*Selected text:*

BRENT STOLLER

A hopeful, (sometimes) humorous take on the traumas of infertility and pregnancy loss.

How Much Have I Actually Changed Since High School?

High school library

This was not the original idea. The original idea was to explain everything I’d do differently if I could do high school again. Conceivably, years of maturation and perspective would help me sidestep the angst that sabotaged my first go-round, ensuring an encore of good times and swooning prom queens.

But the more I considered it, the more I wondered: If given the chance, was I truly capable of rewriting my experience, or would I be destined to let history repeat itself?

The answers to those questions hinged on the answers to a few others: Yes, I’m older, but am I wiser? Have I grown from the lessons of my youth, or is all I have to show for them a forehead requiring an extra inch of sunscreen?

I didn’t know. And that begged the most important question of all:

How much have I actually changed since high school?

Social Graces

My preferred Saturday night has always been the same: At home, gym shorts on, grabbing extra napkins to combat the cheeseburger I ate while watching the Texas Longhorns play football.

Of course, when the game’s over and I flip to Can’t Hardly Wait or some other high school-inspired classic, my mood shifts. Watching such movies should inspire sentimentality; I’m tweaked with regret.

I was neither victor nor villain in high school. Too quiet and too shy, I was just…there, an extra camouflaged into the periphery. I was lucky to have a few great friends, but most of those four years I spent stationary, stuck on the sidelines.

These days, this stagnancy endures. I try to engage, and I’m winning more than before, but too often I feel like that no-name Jennifer Love Hewitt couldn’t pick out of a yearbook.

I hate having past sins on Repeat, and I’m constantly pushing back against the resistance. But as I sit amid the TV’s glow, for better or worse, I remember I’m at the age when it’s OK to remain on the couch.

A Penny Earned

I got my first job at 16, serving as a moving bull’s-eye while picking the driving range at a golf course. Take one Titleist to the cage and your equilibrium’s never the same.

From there I moved to Blockbuster Video, though I’m not sure why. The pay was minimal, the hours astronomical; closing shifts on weekends meant straightening shelves of strewn-about VHS tapes until 3 a.m.

*The task:*
Pick up the essay above on how much its writer has changed since high school, and continue it from its last sentence.

*Data provided:*

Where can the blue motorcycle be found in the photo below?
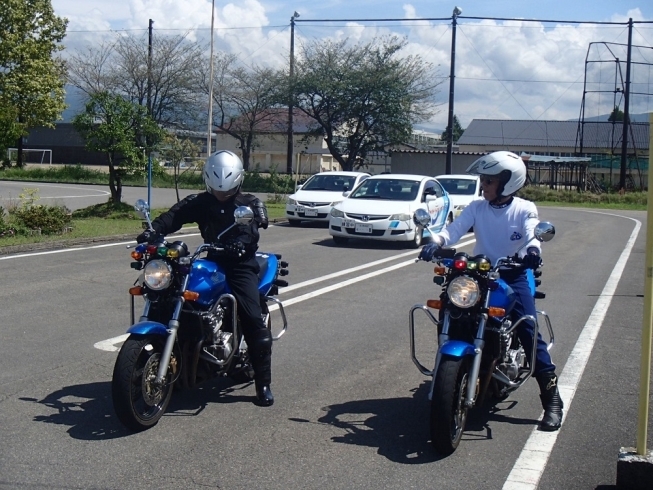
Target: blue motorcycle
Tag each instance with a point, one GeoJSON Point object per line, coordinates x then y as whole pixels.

*Exercise result:*
My professional career has similarly zigzagged. But it’s zigzagged out of purpose — a purpose inspired by my experiences as a teenager. Those minimum wage jobs taught me about responsibility and accountability, about how McDonald’s tastes better when bought with earned money. They instilled in me a work ethic, and they demonstrated the importance of doing something that feels important. They showed me what I didn’t want so I could find what I did.

And finally, I have. As a writer, I sit at a comfortable desk, go home at a reasonable hour and never remind anyone to rewind. It also gives me time to enjoy the driving range from a different perspective, where, conscious of the PTSD that comes from driving the firing line, I aim away from the caged-in cart.

Happy Endings

My high school dating life in two paragraphs:

After getting a “yes” from the girl I’d had a crush on since fourth grade — call her Jane No — I couldn’t reach her on the day of our date. Desperate (psychotic?), I drove to her house, only to have her mom say that, A) Jane was out; B) she wasn’t aware of Jane having a date; and C) even if Jane had a date, she couldn’t go because she was grounded.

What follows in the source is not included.